_WHAT YOU WILL DO:_
Each line from the one holding "Where can the fire truck grille" to the last line below must be written out exactly, with no other output.

_Referring expression pointing data:_
——————————

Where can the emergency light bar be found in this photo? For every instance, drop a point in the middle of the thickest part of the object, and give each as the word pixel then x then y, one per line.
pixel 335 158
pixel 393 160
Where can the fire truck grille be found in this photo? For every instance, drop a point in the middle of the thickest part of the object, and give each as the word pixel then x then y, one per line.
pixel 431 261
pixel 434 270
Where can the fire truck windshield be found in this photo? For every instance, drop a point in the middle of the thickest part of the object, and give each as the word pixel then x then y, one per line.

——————————

_TASK ANSWER:_
Where can the fire truck grille be found in this photo? For every instance, drop a point in the middle of the thickest part of the object, and give each as the word pixel then x then y, one per line.
pixel 431 261
pixel 434 270
Where can the fire truck windshield be found in this photo? For every instance, drop a point in the middle of the thickest part of the object, and give each as the word pixel then x then y, one per line.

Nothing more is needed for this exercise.